The North Atlantic Treaty Organization is an intergovernmental military alliance founded after World War II between 32 member states – 30 in Europe plus the US and Canada. NATO said all 32 members are projected to finally meet a longstanding goal of spending 2% of their overall economic output on defence this year, while only three will meet a new goal set at 3.5% of GDP, agreed in June. The three countries were Poland, whose spending this year is projected to reach 4.5% of GDP, while Lithuania’s will be 4% and Latvia’s 3.7%.
Earlier this year 96 UK members of parliament wrote an open letter arguing that banks, investors and pension funds should treat weapons manufacturers as “ethical” investments so that more money goes to the industry to arm Ukraine and the UK. They called for financial businesses to “sweep away ill-considered anti-defence rules which are acting as a barrier to doing what is right”, in another sign of the backlash against ESG policies. Further, fund managers globally are starting to reconsider policies that stopped them from investing in defence companies for ethical reasons amid fears of missing out, as share prices in European weapons companies rise as investors react to significantly higher spending.
The debate is not merely technical. It raises profound ethical and financial questions. Supporters of including defence in ESG argue that without security there can be no sustainability. Jens Stoltenberg, NATO’s former Secretary-General (2014-2024), has repeatedly said that “defence is the foundation of freedom,” echoing a belief that peace depends on deterrence. Proponents also argue that excluding defence from ESG frameworks risks starving Europe’s security sector of investment, just when the geopolitical environment demands resilience.

- **Records to process**:
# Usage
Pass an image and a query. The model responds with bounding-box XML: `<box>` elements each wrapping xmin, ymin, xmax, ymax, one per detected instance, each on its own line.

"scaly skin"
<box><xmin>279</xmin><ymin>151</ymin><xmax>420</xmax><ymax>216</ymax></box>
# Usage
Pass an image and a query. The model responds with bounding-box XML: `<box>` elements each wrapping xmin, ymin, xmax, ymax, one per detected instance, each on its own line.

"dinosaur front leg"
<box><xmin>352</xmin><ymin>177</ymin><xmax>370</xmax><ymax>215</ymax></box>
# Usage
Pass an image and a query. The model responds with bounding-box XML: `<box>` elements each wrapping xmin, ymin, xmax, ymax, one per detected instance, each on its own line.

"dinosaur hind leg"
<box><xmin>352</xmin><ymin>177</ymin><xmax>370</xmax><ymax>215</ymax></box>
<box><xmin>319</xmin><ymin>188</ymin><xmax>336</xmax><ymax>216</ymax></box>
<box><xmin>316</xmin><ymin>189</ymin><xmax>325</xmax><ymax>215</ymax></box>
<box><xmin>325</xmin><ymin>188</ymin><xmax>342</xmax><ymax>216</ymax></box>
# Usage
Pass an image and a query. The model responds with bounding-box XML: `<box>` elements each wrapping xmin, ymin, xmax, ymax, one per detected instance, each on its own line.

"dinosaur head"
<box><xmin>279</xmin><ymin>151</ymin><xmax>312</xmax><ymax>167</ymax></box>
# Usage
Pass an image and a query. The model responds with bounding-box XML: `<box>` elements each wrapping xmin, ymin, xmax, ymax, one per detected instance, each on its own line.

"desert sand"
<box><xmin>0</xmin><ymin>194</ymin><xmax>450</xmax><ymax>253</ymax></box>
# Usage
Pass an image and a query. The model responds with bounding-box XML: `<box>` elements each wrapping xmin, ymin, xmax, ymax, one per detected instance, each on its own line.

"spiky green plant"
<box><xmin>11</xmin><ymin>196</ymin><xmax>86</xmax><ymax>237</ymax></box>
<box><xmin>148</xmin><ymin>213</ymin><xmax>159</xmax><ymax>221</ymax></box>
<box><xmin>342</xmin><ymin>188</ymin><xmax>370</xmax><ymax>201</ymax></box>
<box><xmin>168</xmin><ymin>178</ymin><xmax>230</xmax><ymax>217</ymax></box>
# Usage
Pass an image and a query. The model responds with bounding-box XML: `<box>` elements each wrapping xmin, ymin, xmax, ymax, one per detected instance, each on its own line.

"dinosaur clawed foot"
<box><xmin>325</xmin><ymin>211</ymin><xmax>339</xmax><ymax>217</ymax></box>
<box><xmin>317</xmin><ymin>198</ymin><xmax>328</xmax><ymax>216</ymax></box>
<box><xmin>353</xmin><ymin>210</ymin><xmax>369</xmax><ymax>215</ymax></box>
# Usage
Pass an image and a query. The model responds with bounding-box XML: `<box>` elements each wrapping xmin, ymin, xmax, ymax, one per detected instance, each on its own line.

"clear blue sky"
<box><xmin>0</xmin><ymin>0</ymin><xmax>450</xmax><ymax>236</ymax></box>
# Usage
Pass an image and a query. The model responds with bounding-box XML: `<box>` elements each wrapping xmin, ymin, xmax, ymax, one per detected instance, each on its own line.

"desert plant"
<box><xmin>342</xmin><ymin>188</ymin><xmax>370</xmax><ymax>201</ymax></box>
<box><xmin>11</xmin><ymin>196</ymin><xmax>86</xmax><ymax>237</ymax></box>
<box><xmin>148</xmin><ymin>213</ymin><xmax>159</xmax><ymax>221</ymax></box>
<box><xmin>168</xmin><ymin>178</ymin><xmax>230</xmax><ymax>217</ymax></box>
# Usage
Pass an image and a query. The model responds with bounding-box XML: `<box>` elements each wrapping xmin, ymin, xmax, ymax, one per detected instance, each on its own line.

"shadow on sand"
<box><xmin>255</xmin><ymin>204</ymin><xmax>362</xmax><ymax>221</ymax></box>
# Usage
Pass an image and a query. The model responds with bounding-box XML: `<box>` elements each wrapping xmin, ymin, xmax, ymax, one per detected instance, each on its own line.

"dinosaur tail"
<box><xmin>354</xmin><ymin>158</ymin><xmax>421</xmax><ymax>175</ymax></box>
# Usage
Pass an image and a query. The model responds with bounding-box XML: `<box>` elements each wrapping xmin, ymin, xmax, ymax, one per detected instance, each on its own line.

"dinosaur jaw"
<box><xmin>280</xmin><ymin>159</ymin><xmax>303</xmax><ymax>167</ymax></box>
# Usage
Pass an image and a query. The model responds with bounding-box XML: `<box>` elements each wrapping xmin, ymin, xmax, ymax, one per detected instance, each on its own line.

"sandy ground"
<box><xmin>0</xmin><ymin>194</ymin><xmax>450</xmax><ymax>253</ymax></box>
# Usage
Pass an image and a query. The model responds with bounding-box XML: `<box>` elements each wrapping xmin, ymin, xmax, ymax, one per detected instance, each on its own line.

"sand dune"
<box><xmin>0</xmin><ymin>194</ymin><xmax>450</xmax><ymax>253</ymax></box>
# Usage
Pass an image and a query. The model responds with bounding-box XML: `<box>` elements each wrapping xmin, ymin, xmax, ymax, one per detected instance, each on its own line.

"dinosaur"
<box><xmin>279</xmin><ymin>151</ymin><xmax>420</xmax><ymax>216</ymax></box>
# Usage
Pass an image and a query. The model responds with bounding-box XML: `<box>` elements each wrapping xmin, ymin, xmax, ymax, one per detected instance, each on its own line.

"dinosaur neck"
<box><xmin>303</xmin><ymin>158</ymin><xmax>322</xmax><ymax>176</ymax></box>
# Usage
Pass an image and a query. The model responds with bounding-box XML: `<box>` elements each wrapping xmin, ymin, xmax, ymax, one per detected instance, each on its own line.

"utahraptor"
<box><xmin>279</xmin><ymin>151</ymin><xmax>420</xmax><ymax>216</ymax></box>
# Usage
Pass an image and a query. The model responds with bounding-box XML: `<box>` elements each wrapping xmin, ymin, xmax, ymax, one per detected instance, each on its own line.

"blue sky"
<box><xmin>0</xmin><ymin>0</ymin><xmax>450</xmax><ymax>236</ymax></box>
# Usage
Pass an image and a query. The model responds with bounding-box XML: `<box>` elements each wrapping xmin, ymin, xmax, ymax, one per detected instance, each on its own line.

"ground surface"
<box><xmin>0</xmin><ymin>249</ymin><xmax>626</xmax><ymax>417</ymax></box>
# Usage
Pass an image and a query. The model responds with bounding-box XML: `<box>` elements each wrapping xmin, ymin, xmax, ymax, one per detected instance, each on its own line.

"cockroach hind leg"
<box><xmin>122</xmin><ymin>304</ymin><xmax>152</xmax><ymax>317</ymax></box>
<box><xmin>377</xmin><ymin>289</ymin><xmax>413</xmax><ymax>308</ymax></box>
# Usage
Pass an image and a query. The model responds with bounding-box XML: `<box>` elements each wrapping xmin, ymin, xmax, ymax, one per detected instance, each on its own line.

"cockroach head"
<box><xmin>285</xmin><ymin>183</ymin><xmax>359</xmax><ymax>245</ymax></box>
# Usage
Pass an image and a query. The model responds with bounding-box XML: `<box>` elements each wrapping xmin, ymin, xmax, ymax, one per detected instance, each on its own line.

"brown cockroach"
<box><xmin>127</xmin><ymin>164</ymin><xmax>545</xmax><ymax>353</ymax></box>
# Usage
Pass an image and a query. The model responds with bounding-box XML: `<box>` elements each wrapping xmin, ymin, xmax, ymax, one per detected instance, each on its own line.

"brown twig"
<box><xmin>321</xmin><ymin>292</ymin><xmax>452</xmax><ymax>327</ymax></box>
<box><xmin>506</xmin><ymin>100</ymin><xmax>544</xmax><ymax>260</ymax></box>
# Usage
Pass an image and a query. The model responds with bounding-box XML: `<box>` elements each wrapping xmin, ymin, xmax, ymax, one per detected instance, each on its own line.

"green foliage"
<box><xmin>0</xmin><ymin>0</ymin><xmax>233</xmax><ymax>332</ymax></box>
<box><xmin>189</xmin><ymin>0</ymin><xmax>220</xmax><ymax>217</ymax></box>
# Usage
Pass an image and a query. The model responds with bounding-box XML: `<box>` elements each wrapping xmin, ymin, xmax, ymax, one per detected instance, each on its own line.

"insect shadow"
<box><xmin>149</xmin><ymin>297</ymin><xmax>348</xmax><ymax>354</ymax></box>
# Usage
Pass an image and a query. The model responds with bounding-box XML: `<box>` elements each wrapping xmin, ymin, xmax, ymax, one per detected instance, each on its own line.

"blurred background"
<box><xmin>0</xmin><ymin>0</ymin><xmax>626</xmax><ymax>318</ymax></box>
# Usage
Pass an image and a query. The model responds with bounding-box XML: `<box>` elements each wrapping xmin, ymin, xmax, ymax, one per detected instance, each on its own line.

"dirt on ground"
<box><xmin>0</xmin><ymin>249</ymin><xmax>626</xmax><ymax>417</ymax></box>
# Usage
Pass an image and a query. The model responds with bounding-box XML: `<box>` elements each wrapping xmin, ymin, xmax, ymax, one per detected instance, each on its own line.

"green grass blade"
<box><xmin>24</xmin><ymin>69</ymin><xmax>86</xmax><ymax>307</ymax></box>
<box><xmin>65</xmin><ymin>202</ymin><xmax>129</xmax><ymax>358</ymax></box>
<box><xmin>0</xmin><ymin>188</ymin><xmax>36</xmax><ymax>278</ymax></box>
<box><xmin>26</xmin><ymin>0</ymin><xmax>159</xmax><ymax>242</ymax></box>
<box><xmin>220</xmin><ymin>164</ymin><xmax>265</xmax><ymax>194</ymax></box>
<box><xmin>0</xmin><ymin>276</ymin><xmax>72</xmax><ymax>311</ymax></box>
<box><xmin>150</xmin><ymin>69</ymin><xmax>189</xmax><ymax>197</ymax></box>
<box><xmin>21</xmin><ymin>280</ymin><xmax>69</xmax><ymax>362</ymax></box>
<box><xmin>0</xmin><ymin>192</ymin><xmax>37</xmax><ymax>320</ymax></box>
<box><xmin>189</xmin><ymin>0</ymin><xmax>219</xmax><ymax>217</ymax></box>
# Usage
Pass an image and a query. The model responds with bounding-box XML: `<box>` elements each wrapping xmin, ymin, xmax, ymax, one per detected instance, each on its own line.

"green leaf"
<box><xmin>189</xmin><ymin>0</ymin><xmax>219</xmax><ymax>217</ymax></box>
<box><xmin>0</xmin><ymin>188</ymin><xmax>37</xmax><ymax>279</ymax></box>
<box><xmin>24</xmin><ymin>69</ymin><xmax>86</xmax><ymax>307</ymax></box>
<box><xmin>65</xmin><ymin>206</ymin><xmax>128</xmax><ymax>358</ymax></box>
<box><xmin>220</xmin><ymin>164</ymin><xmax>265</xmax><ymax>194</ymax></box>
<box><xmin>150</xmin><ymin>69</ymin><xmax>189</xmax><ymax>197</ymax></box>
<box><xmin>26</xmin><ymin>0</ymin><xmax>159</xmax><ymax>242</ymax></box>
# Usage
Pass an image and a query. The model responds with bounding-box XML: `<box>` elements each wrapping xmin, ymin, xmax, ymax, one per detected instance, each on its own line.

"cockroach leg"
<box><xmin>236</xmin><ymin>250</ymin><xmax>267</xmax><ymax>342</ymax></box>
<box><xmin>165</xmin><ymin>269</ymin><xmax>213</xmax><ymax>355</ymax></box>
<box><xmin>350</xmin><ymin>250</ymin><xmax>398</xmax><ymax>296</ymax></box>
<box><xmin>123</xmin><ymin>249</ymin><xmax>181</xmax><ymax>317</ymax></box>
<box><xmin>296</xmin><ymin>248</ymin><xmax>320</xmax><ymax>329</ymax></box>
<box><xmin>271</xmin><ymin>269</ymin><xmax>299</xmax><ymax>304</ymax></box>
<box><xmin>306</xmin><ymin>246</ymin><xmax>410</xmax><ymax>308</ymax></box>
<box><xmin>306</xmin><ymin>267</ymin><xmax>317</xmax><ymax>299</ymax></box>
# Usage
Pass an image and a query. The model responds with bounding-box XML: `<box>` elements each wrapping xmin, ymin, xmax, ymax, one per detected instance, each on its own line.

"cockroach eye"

- **Directives**:
**A.** Pick out each line in the listing that includes the string "dinosaur", and copy those lines.
**B.** Write what comes next in the passage on NATO defense spending and ESG investing, picking up after its final sentence.

- **Results in order**:
**A.**
"dinosaur front leg"
"dinosaur hind leg"
"dinosaur head"
"dinosaur clawed foot"
"dinosaur tail"
"dinosaur jaw"
"dinosaur"
"dinosaur neck"

**B.**
Yet critics warn of greenwashing, or in this case, “peace-washing.” NGOs and human rights groups argue that equating arms production with sustainable development undermines the credibility of ESG standards. For example, the UN Principles for Responsible Investment note that investors must weigh human rights considerations, and the deployment of weapons in conflicts often results in civilian harm. And they argue that the focus on military spending, which comes on top of big increases by European countries over the past few years, overlooks the risks to security posed by environmental breakdown and social decay, and also the opportunity cost that higher military spending would pose to the continent’s climate mitigation and social programmes.
The 2025 Global Peace Index reports that global military expenditure reached an estimated $2.7 trillion in 2024, the fastest multi-year increase in recent history. At the same time, the world is living through the highest number of violent conflicts since World War Two, and the GPI again reported a decline in global peacefulness, with 59 state-based conflicts, and escalating humanitarian and economic costs.
The United Nations estimates that roughly 2 billion people – one quarter of humanity – live in places affected by conflict.